Exercise: Quote verbatim the portion of the records that begins with the line containing "point_to(query) locates the asphalt" and continues through the line containing "x=335, y=210", including both of those lines.

^^^^

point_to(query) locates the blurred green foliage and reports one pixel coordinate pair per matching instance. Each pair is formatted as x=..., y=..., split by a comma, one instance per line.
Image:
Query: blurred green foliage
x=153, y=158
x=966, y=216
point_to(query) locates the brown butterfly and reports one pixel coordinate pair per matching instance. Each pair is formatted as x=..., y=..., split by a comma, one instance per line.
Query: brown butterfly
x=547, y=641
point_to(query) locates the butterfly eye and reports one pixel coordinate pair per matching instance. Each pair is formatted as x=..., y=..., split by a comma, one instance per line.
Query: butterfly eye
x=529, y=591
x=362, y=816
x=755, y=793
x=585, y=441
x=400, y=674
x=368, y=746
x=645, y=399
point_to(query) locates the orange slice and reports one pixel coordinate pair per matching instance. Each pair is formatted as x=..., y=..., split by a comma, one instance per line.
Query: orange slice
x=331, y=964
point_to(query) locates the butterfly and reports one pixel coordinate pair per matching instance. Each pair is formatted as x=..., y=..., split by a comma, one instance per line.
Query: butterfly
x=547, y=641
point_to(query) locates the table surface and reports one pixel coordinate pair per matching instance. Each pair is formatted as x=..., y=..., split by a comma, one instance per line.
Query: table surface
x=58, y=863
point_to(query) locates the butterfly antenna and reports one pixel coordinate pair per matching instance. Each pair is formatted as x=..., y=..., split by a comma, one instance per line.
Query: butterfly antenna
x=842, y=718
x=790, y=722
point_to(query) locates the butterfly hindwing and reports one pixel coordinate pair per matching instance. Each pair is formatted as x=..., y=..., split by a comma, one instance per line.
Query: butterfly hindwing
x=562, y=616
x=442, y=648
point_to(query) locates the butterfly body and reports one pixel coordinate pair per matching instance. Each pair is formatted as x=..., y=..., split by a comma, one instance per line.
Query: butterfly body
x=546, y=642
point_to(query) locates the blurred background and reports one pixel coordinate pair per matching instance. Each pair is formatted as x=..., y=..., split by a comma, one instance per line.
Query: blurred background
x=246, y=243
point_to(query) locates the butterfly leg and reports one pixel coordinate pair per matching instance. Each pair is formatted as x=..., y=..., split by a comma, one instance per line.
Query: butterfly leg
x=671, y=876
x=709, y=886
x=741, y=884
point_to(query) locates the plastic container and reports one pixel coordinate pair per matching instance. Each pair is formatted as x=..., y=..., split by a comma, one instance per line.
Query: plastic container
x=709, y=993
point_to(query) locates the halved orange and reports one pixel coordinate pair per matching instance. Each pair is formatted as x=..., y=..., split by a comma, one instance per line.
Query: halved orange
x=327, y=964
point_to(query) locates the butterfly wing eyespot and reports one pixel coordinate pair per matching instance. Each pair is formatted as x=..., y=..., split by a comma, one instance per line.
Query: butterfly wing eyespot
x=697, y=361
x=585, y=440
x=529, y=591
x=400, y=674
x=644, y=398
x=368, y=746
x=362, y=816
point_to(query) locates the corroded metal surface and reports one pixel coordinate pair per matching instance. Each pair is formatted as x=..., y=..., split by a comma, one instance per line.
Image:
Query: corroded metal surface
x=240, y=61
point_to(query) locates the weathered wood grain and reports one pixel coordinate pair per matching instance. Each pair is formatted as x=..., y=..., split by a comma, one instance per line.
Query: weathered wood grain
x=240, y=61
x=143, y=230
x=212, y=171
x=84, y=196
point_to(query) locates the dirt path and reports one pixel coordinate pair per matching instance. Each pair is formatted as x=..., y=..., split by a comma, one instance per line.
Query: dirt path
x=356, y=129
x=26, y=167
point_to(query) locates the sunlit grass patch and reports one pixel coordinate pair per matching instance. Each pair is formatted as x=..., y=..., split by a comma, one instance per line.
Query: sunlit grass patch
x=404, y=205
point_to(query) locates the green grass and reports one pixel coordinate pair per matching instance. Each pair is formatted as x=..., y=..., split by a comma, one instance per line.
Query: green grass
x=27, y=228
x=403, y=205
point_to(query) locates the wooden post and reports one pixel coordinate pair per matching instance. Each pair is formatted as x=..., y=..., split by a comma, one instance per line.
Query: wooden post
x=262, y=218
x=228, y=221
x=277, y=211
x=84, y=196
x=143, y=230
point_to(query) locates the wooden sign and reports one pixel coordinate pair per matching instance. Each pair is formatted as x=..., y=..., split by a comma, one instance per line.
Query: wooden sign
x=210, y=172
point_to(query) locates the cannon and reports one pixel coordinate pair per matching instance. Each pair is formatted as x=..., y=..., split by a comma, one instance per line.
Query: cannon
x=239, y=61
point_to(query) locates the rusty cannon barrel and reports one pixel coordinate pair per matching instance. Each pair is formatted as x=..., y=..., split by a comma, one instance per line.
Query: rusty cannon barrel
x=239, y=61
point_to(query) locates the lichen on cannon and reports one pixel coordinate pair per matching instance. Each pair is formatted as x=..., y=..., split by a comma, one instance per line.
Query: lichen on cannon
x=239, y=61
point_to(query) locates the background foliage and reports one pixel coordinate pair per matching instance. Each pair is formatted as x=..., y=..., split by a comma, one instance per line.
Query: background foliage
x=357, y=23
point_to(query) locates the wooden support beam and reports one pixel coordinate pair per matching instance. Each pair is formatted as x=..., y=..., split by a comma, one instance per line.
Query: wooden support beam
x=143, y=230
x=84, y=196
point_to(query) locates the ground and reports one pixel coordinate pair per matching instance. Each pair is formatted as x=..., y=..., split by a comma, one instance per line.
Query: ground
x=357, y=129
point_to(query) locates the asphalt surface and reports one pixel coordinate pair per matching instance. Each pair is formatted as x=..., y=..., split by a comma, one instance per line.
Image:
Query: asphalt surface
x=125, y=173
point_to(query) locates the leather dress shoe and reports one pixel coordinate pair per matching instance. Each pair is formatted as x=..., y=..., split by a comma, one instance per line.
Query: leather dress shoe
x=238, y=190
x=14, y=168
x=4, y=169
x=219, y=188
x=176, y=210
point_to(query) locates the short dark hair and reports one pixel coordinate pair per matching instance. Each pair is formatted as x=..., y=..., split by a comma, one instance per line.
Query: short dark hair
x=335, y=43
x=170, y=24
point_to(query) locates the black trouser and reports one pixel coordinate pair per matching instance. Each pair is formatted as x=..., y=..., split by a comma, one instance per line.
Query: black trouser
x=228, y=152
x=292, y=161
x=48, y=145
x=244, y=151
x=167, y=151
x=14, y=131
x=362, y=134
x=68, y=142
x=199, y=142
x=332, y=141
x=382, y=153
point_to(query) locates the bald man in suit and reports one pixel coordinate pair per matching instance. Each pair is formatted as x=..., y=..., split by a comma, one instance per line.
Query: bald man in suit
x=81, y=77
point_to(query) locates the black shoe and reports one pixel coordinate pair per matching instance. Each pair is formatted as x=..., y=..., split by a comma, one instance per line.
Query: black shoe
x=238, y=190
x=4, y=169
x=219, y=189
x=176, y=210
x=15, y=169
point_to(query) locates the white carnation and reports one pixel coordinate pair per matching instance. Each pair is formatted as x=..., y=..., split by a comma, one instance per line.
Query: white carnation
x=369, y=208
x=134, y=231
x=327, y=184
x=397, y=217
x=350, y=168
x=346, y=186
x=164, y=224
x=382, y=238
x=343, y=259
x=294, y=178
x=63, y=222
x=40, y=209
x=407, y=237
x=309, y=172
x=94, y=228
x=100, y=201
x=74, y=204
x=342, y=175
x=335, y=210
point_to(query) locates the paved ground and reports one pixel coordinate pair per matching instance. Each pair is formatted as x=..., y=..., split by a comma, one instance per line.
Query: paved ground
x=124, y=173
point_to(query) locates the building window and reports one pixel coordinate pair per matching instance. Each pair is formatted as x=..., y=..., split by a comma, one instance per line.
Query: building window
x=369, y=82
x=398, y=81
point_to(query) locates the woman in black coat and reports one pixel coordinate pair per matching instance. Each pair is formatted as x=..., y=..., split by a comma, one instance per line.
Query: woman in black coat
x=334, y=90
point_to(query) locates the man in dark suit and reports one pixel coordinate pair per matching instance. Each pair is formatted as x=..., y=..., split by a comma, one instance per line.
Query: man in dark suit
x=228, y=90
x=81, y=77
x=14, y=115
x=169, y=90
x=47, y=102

^^^^

Exercise result:
point_to(query) locates the asphalt surface and reports one pixel coordinate pair per matching instance. Each pair is formatted as x=..., y=..., split by a comma, one instance per line.
Image:
Query: asphalt surface
x=125, y=173
point_to(query) locates the leather dress shoe and reports one pixel coordinate pair per matching instance. Each pair is formatted as x=..., y=..., split by a comma, one instance per line.
Query: leather dress shoe
x=238, y=190
x=14, y=168
x=4, y=169
x=219, y=188
x=176, y=210
point_to(query) locates the short dark hair and reports one pixel coordinate pair per matching instance. Each pair is formatted as x=..., y=..., split by a comma, one instance per line.
Query: short dark hair
x=335, y=43
x=170, y=24
point_to(query) locates the black trouser and reports one pixel coordinate pair per matching instance. Each pair is formatted as x=..., y=..., split by a comma, one instance per line.
Query: black trouser
x=228, y=152
x=292, y=161
x=48, y=145
x=244, y=151
x=167, y=151
x=14, y=131
x=362, y=134
x=68, y=142
x=199, y=142
x=332, y=141
x=382, y=153
point_to(query) locates the bald man in suit and reports one pixel coordinate pair per matching instance. Each pair is formatted as x=..., y=..., split by a comma, one instance per line.
Query: bald man in suit
x=81, y=77
point_to(query) locates the black shoe and reports one pixel coordinate pair per matching instance. Each pair is formatted as x=..., y=..., split by a comma, one instance per line.
Query: black shoe
x=238, y=190
x=4, y=169
x=219, y=189
x=176, y=210
x=15, y=169
point_to(query) locates the white carnation and reports one pixel coordinate pair per matching instance. Each pair is formatted as x=..., y=..., split by a comma, one instance per line.
Query: white carnation
x=369, y=208
x=134, y=231
x=327, y=184
x=397, y=217
x=350, y=168
x=346, y=186
x=164, y=224
x=382, y=238
x=343, y=259
x=294, y=178
x=63, y=222
x=40, y=209
x=407, y=237
x=309, y=172
x=94, y=228
x=100, y=201
x=74, y=204
x=342, y=175
x=335, y=210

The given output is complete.